┏━━

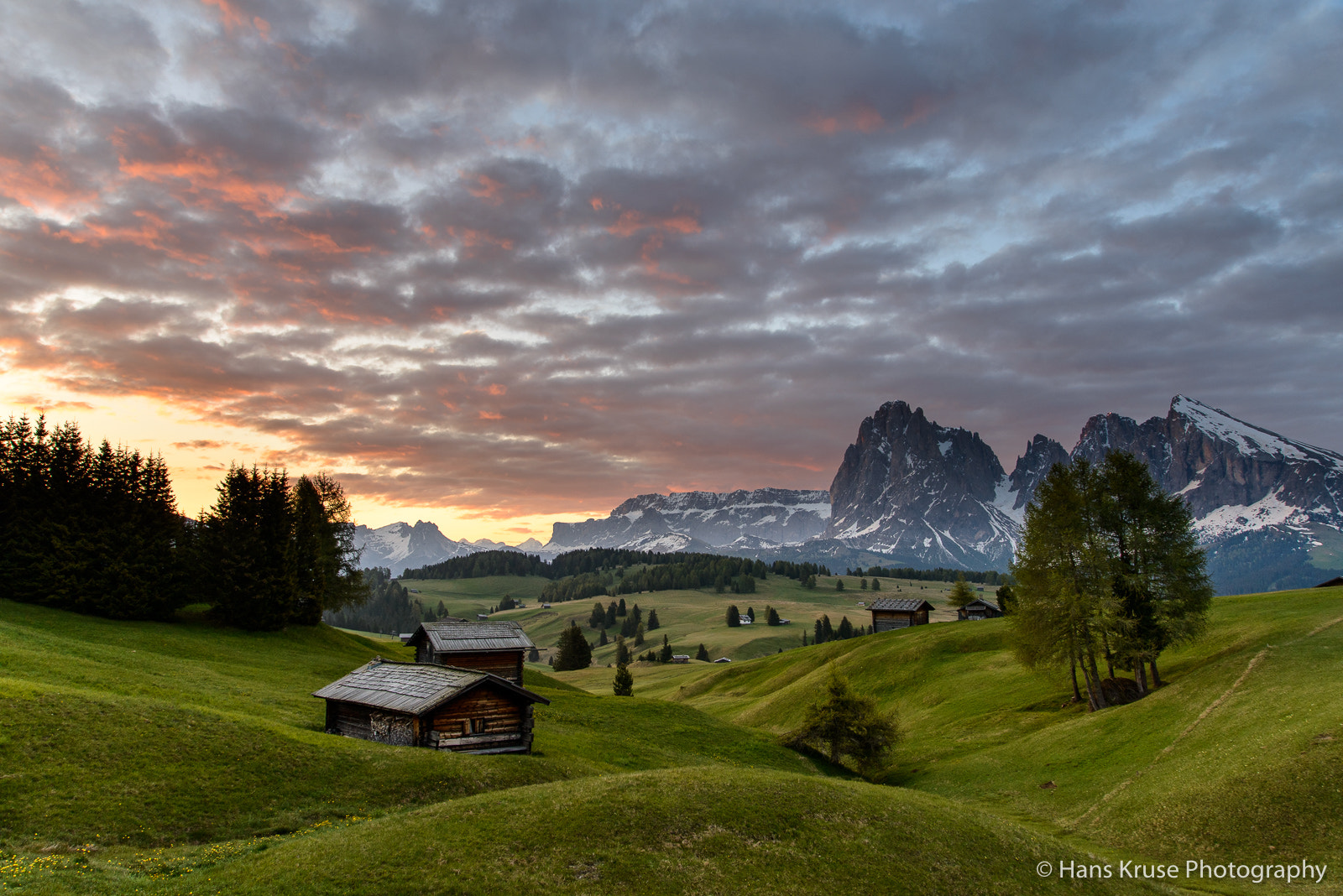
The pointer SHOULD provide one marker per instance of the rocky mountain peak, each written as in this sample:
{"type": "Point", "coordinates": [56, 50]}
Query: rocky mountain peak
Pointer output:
{"type": "Point", "coordinates": [913, 488]}
{"type": "Point", "coordinates": [1032, 467]}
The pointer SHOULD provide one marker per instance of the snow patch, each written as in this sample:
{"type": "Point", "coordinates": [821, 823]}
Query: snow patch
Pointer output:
{"type": "Point", "coordinates": [1233, 519]}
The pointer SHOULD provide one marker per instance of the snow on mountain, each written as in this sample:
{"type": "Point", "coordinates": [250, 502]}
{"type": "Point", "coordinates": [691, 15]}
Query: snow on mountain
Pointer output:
{"type": "Point", "coordinates": [769, 517]}
{"type": "Point", "coordinates": [923, 494]}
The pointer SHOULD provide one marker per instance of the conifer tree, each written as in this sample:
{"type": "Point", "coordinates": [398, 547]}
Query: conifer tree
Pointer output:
{"type": "Point", "coordinates": [574, 652]}
{"type": "Point", "coordinates": [624, 681]}
{"type": "Point", "coordinates": [960, 593]}
{"type": "Point", "coordinates": [848, 725]}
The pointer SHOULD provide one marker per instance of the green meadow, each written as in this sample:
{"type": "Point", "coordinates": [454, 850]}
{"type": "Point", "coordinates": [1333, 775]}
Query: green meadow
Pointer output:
{"type": "Point", "coordinates": [174, 758]}
{"type": "Point", "coordinates": [688, 617]}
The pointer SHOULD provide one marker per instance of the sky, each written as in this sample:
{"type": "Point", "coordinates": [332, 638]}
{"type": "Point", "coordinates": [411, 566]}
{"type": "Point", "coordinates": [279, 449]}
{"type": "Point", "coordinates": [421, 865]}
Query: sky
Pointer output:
{"type": "Point", "coordinates": [503, 263]}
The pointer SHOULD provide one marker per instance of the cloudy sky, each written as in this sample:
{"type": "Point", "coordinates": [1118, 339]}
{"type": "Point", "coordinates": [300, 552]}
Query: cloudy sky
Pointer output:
{"type": "Point", "coordinates": [508, 262]}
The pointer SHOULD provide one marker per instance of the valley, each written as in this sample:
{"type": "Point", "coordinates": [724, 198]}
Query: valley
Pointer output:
{"type": "Point", "coordinates": [165, 758]}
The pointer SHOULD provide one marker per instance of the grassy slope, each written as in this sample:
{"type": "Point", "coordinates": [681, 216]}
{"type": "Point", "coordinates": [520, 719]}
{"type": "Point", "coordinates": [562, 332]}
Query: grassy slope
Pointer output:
{"type": "Point", "coordinates": [668, 832]}
{"type": "Point", "coordinates": [1264, 768]}
{"type": "Point", "coordinates": [692, 617]}
{"type": "Point", "coordinates": [149, 734]}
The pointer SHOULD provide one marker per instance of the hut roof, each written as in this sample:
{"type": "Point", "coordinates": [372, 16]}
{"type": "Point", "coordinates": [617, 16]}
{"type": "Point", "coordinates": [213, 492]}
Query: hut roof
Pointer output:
{"type": "Point", "coordinates": [413, 687]}
{"type": "Point", "coordinates": [473, 636]}
{"type": "Point", "coordinates": [900, 604]}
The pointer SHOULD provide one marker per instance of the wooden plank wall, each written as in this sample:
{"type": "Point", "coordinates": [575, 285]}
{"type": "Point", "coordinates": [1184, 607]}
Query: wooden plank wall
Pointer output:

┗━━

§ OBJECTIVE: Retype the whole listing exactly and leave the pictures out.

§ RESULT OF THE TASK:
The pointer SHOULD provide one marker per instance of the rocky mountain peak, each written as in this sample:
{"type": "Point", "coordinates": [56, 50]}
Query: rocky mountain peak
Pointer output:
{"type": "Point", "coordinates": [913, 488]}
{"type": "Point", "coordinates": [1032, 467]}
The pointer SHOULD provide one marker per instance of the snow patch, each written as in this sample:
{"type": "Point", "coordinates": [821, 823]}
Query: snow patch
Pointer output:
{"type": "Point", "coordinates": [1233, 519]}
The pointer SHOULD provide one marker per instance of the snow on mountain, each written as in this sample:
{"type": "Point", "coordinates": [250, 502]}
{"type": "Point", "coordinates": [691, 15]}
Query: snow on mountain
Pointer output:
{"type": "Point", "coordinates": [769, 517]}
{"type": "Point", "coordinates": [923, 494]}
The pointer SHOULD provide one marker per instance of the conifer tree, each written as in this sample:
{"type": "Point", "coordinates": [398, 547]}
Query: conifer tree
Pointer output:
{"type": "Point", "coordinates": [574, 652]}
{"type": "Point", "coordinates": [624, 681]}
{"type": "Point", "coordinates": [960, 593]}
{"type": "Point", "coordinates": [848, 725]}
The pointer SHOULD provide one marker per instance of the green meadow, each written as in this sample:
{"type": "Point", "coordinates": [454, 850]}
{"type": "Point", "coordinates": [1333, 775]}
Query: green meadow
Pointer output:
{"type": "Point", "coordinates": [174, 758]}
{"type": "Point", "coordinates": [688, 617]}
The pointer SHOULD provide one marker per instance of the sky, each written as in this sample:
{"type": "Point", "coordinates": [332, 638]}
{"type": "Point", "coordinates": [411, 566]}
{"type": "Point", "coordinates": [279, 449]}
{"type": "Point", "coordinates": [421, 865]}
Query: sky
Pointer output:
{"type": "Point", "coordinates": [503, 263]}
The pointer SHOULD provide one marker per instance of the cloudy sky, each written as in this sample:
{"type": "Point", "coordinates": [1118, 339]}
{"type": "Point", "coordinates": [300, 552]}
Query: cloudy sky
Pointer output:
{"type": "Point", "coordinates": [508, 262]}
The pointer SHOULD provide one marker per instance of the valley, each written as in this sample:
{"type": "Point", "coordinates": [724, 198]}
Query: valley
Pointer output:
{"type": "Point", "coordinates": [165, 758]}
The pointer SHOULD provide one marker per instance of the grassy slope, each written as in this sample:
{"type": "Point", "coordinates": [681, 216]}
{"type": "Point", "coordinates": [520, 719]}
{"type": "Point", "coordinates": [562, 332]}
Query: grassy slope
Pointer output:
{"type": "Point", "coordinates": [668, 832]}
{"type": "Point", "coordinates": [1264, 768]}
{"type": "Point", "coordinates": [692, 617]}
{"type": "Point", "coordinates": [149, 734]}
The pointer SHOULD provide one marker per instance of the hut roof, each written as in this sample:
{"type": "Point", "coordinates": [372, 16]}
{"type": "Point", "coordinates": [617, 16]}
{"type": "Point", "coordinates": [213, 492]}
Query: hut roof
Pointer output:
{"type": "Point", "coordinates": [413, 687]}
{"type": "Point", "coordinates": [473, 636]}
{"type": "Point", "coordinates": [900, 604]}
The pointer SHOULD provide one marker per instance of the wooden plank wall, each written as in this sample:
{"type": "Point", "coordinates": [575, 285]}
{"type": "Point", "coordinates": [1184, 607]}
Query: wooden plank wall
Pointer output:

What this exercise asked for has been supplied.